Problem to solve ▸ Each record should appear again in the response exactly as it does in the original.

Task data ▸

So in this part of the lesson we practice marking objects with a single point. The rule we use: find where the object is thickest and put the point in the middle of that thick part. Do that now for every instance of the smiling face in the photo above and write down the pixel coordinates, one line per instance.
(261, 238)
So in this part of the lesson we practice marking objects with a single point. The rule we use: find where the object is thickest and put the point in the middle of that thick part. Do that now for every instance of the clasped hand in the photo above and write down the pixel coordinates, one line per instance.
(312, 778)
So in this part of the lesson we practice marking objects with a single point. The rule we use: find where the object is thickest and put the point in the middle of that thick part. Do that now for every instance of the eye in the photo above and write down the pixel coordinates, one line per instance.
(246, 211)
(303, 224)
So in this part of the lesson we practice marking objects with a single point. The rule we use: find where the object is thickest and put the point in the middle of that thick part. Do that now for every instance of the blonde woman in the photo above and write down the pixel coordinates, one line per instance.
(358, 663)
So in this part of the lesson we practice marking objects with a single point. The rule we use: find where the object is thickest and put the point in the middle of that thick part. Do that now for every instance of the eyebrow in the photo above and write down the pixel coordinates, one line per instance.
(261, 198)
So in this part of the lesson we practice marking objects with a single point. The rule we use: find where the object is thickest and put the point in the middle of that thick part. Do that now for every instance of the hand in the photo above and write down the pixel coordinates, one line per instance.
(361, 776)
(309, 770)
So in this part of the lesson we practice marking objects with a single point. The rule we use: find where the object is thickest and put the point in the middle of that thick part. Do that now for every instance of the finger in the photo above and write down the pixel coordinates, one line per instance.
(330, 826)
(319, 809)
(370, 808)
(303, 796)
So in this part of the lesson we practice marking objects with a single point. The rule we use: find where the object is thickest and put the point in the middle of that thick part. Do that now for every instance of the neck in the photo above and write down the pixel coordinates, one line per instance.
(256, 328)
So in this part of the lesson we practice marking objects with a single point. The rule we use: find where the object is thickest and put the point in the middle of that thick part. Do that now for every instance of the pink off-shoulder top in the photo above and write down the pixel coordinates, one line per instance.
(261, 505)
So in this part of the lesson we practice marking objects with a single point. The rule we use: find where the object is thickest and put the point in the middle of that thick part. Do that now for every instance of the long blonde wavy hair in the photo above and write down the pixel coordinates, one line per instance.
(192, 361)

Result ▸
So in this part of the lesson we practice marking objects with a single point. The rule we use: find where the object is thickest and put the point in the middle of that thick part. Do that now for every instance of the smiling face in the photo above and write down the pixel coordinates, one line per instance.
(261, 238)
So in this part of the lesson we practice marking objects with a single point. The rule we use: find where the object is thickest and put the point in the middle of that thick part. Do that now for every instance of the clasped hand in the photo above and write down the pixel coordinates, one line per instance.
(312, 778)
So in this part of the lesson we practice marking objects with a single point. The rule we use: find where the object is thickest and put the point in the middle of that thick part. Do that now for every instance of the eye in the photo above and write down the pixel coordinates, one line per instance.
(246, 211)
(303, 224)
So in this part of the lesson we practice marking objects with a single point. The rule we use: find where the object is thickest and put the point in the middle of that thick part. Do that now for every instance of the blonde woman in the photo above and write down the pixel coordinates, one line per instance.
(358, 663)
So in this part of the lesson we practice marking objects with a single point. The rule we use: find where the object is thickest and put the point in the middle of that thick part. Do that now for every instance of the eyebrow in the photo above and write down the pixel coordinates, one line per instance.
(261, 198)
So in this part of the lesson we practice marking objects with a single point. The rule we use: find where the object is thickest and put the point in the middle of that thick part. Do that now for every instance of the hand in the photo above and write down the pixel coordinates, one line per instance.
(361, 776)
(309, 770)
So in this part of the lesson we practice marking objects with a single point. The rule we use: find where the object is thickest and put the point in the middle of that thick part. Do that now for every instance of the finger in the photo above and write down the pixel coordinates, one line per instance.
(330, 826)
(319, 809)
(370, 808)
(303, 796)
So in this part of the lesson we practice marking objects with a single point. The rule we use: find where the object is thickest and put the point in the middle of that thick part. Do that now for every instance of the neck in the photo above and write down the pixel coordinates, one line per instance.
(256, 328)
So in this part of the lesson we practice marking objects with a single point. The rule we use: find where the object is thickest and put the point in the middle of that thick part. Do that now for every instance of the pink off-shoulder top in the photo above and write down the pixel coordinates, one line per instance.
(261, 505)
So in this part of the lesson we practice marking objects with a single point. The rule we use: find where the object is thickest and put the point in the middle of that thick part. Do that now for every instance of the long blonde wavy hair in the photo above and write down the pixel coordinates, one line per instance.
(192, 361)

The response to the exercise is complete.